WHAT IS NEEDED:
Repeat each entry word for word.

PROVIDED RECORDS:
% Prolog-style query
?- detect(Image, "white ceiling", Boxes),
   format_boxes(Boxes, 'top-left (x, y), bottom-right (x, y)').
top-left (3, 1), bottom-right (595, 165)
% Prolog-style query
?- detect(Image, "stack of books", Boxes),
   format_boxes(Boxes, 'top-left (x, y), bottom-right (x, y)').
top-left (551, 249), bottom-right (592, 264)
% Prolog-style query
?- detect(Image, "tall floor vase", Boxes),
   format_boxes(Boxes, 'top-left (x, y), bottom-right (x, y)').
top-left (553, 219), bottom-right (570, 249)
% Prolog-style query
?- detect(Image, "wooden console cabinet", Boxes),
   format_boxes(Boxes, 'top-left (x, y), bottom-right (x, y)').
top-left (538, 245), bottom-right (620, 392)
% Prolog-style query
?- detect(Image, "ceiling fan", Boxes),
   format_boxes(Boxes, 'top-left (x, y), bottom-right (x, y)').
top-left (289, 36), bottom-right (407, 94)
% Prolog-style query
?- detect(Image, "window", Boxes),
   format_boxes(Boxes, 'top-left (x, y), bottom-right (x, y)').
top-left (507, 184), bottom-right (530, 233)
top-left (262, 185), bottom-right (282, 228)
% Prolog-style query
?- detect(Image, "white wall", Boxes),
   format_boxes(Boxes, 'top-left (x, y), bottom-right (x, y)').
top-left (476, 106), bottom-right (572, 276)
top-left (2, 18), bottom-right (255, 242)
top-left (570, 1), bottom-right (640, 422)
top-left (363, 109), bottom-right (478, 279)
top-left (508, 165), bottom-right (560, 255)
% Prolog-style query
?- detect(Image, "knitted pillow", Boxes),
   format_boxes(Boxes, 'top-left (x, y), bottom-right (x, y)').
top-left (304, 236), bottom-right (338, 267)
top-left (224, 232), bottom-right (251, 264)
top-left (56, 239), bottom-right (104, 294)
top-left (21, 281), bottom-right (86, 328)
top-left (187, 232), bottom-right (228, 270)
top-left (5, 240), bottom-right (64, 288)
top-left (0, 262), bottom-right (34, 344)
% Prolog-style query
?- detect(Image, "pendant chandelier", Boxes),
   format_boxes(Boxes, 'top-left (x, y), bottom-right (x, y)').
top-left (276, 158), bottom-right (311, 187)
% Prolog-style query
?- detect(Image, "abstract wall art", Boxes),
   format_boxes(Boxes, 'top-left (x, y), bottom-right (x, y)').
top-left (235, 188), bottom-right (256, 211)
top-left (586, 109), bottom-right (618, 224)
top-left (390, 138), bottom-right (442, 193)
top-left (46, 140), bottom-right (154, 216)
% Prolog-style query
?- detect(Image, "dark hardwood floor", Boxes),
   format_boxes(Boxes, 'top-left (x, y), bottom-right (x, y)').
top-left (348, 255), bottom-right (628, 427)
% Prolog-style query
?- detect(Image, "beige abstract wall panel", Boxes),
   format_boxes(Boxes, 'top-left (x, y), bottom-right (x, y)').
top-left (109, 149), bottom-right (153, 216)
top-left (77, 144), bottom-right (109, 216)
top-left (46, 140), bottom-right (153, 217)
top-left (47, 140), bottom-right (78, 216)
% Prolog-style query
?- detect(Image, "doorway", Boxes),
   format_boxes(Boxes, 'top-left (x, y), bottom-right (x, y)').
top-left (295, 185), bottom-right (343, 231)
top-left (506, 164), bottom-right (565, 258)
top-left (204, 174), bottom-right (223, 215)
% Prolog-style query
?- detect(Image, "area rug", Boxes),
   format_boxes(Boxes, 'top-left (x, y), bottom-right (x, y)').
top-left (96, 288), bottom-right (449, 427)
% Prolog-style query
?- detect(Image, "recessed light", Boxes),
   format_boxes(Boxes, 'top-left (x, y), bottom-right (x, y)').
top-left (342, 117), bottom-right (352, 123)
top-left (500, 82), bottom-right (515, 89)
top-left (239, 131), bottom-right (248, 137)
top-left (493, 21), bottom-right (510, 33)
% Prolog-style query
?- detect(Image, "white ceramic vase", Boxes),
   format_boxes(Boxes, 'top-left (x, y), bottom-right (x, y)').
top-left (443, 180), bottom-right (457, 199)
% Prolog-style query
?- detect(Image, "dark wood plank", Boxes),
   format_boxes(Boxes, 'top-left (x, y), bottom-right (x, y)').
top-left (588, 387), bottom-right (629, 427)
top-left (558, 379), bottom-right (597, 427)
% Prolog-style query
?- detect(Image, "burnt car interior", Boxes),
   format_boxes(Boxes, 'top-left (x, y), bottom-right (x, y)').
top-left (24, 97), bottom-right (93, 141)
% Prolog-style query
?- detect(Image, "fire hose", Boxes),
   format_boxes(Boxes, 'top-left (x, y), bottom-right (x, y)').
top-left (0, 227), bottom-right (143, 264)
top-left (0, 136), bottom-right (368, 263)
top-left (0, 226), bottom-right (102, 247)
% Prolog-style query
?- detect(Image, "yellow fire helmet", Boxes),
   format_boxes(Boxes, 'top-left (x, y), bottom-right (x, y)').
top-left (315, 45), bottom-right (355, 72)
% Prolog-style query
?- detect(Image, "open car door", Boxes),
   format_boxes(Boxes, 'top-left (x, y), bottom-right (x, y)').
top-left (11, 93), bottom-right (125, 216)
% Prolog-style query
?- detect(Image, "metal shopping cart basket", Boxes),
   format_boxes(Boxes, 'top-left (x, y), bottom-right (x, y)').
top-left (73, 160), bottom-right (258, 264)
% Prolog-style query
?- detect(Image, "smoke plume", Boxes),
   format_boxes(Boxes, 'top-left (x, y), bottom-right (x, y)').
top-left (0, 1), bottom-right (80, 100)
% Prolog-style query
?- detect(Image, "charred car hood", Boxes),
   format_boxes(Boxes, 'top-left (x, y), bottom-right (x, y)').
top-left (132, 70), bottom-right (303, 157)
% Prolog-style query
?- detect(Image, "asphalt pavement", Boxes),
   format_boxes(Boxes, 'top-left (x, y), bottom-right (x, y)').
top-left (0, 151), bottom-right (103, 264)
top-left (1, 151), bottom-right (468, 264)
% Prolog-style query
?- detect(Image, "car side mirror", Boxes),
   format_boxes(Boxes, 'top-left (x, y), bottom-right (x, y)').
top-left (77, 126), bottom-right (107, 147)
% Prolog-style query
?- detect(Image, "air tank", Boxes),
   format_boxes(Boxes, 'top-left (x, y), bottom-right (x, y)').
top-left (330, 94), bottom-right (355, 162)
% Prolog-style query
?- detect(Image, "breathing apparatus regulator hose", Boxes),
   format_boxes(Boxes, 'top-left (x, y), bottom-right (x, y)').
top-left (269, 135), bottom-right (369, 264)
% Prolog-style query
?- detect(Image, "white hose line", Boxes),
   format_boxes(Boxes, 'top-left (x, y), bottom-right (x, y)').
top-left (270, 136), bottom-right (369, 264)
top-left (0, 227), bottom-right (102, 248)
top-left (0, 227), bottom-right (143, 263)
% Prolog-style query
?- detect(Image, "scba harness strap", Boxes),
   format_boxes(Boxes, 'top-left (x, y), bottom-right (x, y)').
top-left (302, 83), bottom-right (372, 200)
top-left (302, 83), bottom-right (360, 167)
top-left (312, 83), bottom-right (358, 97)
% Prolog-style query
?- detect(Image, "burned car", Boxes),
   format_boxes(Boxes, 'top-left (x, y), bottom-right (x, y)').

EXERCISE SOLUTION:
% Prolog-style query
?- detect(Image, "white ceiling", Boxes),
   format_boxes(Boxes, 'top-left (x, y), bottom-right (x, y)').
top-left (3, 1), bottom-right (595, 165)
% Prolog-style query
?- detect(Image, "stack of books", Boxes),
   format_boxes(Boxes, 'top-left (x, y), bottom-right (x, y)').
top-left (551, 249), bottom-right (592, 264)
% Prolog-style query
?- detect(Image, "tall floor vase", Boxes),
   format_boxes(Boxes, 'top-left (x, y), bottom-right (x, y)').
top-left (553, 219), bottom-right (570, 249)
% Prolog-style query
?- detect(Image, "wooden console cabinet", Boxes),
   format_boxes(Boxes, 'top-left (x, y), bottom-right (x, y)').
top-left (538, 245), bottom-right (620, 392)
% Prolog-style query
?- detect(Image, "ceiling fan", Boxes),
   format_boxes(Boxes, 'top-left (x, y), bottom-right (x, y)').
top-left (289, 36), bottom-right (407, 94)
% Prolog-style query
?- detect(Image, "window", Boxes),
   format_boxes(Boxes, 'top-left (x, y), bottom-right (x, y)').
top-left (507, 184), bottom-right (530, 233)
top-left (262, 185), bottom-right (282, 228)
% Prolog-style query
?- detect(Image, "white wall", Boxes),
   format_boxes(Boxes, 'top-left (x, y), bottom-right (x, y)').
top-left (476, 106), bottom-right (572, 276)
top-left (2, 18), bottom-right (255, 242)
top-left (570, 1), bottom-right (640, 422)
top-left (363, 109), bottom-right (478, 279)
top-left (508, 165), bottom-right (560, 255)
% Prolog-style query
?- detect(Image, "knitted pillow", Boxes),
   format_boxes(Boxes, 'top-left (x, y), bottom-right (x, y)').
top-left (304, 236), bottom-right (338, 267)
top-left (224, 232), bottom-right (251, 264)
top-left (56, 239), bottom-right (104, 294)
top-left (21, 281), bottom-right (86, 328)
top-left (187, 232), bottom-right (228, 270)
top-left (5, 240), bottom-right (64, 288)
top-left (0, 262), bottom-right (34, 344)
% Prolog-style query
?- detect(Image, "pendant chandelier", Boxes),
   format_boxes(Boxes, 'top-left (x, y), bottom-right (x, y)').
top-left (276, 158), bottom-right (311, 187)
% Prolog-style query
?- detect(Image, "abstract wall art", Boxes),
   format_boxes(Boxes, 'top-left (x, y), bottom-right (x, y)').
top-left (235, 188), bottom-right (256, 211)
top-left (586, 109), bottom-right (618, 224)
top-left (390, 138), bottom-right (442, 193)
top-left (46, 140), bottom-right (154, 216)
% Prolog-style query
?- detect(Image, "dark hardwood floor", Boxes),
   format_boxes(Boxes, 'top-left (x, y), bottom-right (x, y)').
top-left (348, 255), bottom-right (628, 427)
% Prolog-style query
?- detect(Image, "beige abstract wall panel", Boxes),
   format_boxes(Boxes, 'top-left (x, y), bottom-right (x, y)').
top-left (109, 149), bottom-right (153, 216)
top-left (77, 144), bottom-right (109, 216)
top-left (46, 140), bottom-right (153, 217)
top-left (47, 140), bottom-right (78, 216)
% Prolog-style query
?- detect(Image, "doorway", Boxes),
   format_boxes(Boxes, 'top-left (x, y), bottom-right (x, y)').
top-left (295, 185), bottom-right (343, 231)
top-left (506, 164), bottom-right (565, 258)
top-left (204, 174), bottom-right (223, 215)
% Prolog-style query
?- detect(Image, "area rug", Boxes),
   format_boxes(Boxes, 'top-left (x, y), bottom-right (x, y)').
top-left (96, 288), bottom-right (449, 427)
% Prolog-style query
?- detect(Image, "recessed light", Boxes),
   format_boxes(Boxes, 'top-left (x, y), bottom-right (x, y)').
top-left (342, 117), bottom-right (352, 123)
top-left (500, 82), bottom-right (515, 89)
top-left (239, 131), bottom-right (248, 137)
top-left (493, 21), bottom-right (510, 33)
% Prolog-style query
?- detect(Image, "white ceramic vase", Boxes),
   format_boxes(Boxes, 'top-left (x, y), bottom-right (x, y)').
top-left (443, 180), bottom-right (457, 199)
% Prolog-style query
?- detect(Image, "dark wood plank", Boxes),
   format_boxes(Boxes, 'top-left (x, y), bottom-right (x, y)').
top-left (588, 387), bottom-right (629, 427)
top-left (558, 379), bottom-right (597, 427)
% Prolog-style query
?- detect(Image, "burnt car interior", Boxes),
   format_boxes(Boxes, 'top-left (x, y), bottom-right (x, y)').
top-left (24, 97), bottom-right (93, 141)
% Prolog-style query
?- detect(Image, "fire hose", Boxes),
   format_boxes(Boxes, 'top-left (x, y), bottom-right (x, y)').
top-left (0, 227), bottom-right (143, 264)
top-left (0, 136), bottom-right (368, 263)
top-left (0, 226), bottom-right (102, 247)
% Prolog-style query
?- detect(Image, "yellow fire helmet", Boxes),
   format_boxes(Boxes, 'top-left (x, y), bottom-right (x, y)').
top-left (315, 45), bottom-right (355, 72)
% Prolog-style query
?- detect(Image, "open car door", Boxes),
   format_boxes(Boxes, 'top-left (x, y), bottom-right (x, y)').
top-left (11, 93), bottom-right (125, 216)
% Prolog-style query
?- detect(Image, "metal shopping cart basket", Boxes),
   format_boxes(Boxes, 'top-left (x, y), bottom-right (x, y)').
top-left (73, 160), bottom-right (258, 264)
% Prolog-style query
?- detect(Image, "smoke plume", Boxes),
   format_boxes(Boxes, 'top-left (x, y), bottom-right (x, y)').
top-left (0, 1), bottom-right (80, 100)
% Prolog-style query
?- detect(Image, "charred car hood", Boxes),
   format_boxes(Boxes, 'top-left (x, y), bottom-right (x, y)').
top-left (132, 70), bottom-right (303, 157)
% Prolog-style query
?- detect(Image, "asphalt pavement", Boxes),
   format_boxes(Boxes, 'top-left (x, y), bottom-right (x, y)').
top-left (0, 151), bottom-right (103, 264)
top-left (1, 151), bottom-right (468, 264)
% Prolog-style query
?- detect(Image, "car side mirror", Boxes),
   format_boxes(Boxes, 'top-left (x, y), bottom-right (x, y)').
top-left (77, 126), bottom-right (107, 147)
% Prolog-style query
?- detect(Image, "air tank", Boxes),
   format_boxes(Boxes, 'top-left (x, y), bottom-right (x, y)').
top-left (330, 94), bottom-right (355, 162)
% Prolog-style query
?- detect(Image, "breathing apparatus regulator hose", Boxes),
   format_boxes(Boxes, 'top-left (x, y), bottom-right (x, y)').
top-left (269, 135), bottom-right (369, 264)
% Prolog-style query
?- detect(Image, "white hose line", Boxes),
   format_boxes(Boxes, 'top-left (x, y), bottom-right (x, y)').
top-left (270, 136), bottom-right (369, 264)
top-left (0, 227), bottom-right (102, 248)
top-left (0, 227), bottom-right (143, 263)
% Prolog-style query
?- detect(Image, "scba harness strap", Boxes),
   format_boxes(Boxes, 'top-left (x, y), bottom-right (x, y)').
top-left (302, 83), bottom-right (372, 200)
top-left (302, 83), bottom-right (360, 167)
top-left (312, 83), bottom-right (358, 97)
% Prolog-style query
?- detect(Image, "burned car", Boxes),
   format_boxes(Boxes, 'top-left (x, y), bottom-right (x, y)').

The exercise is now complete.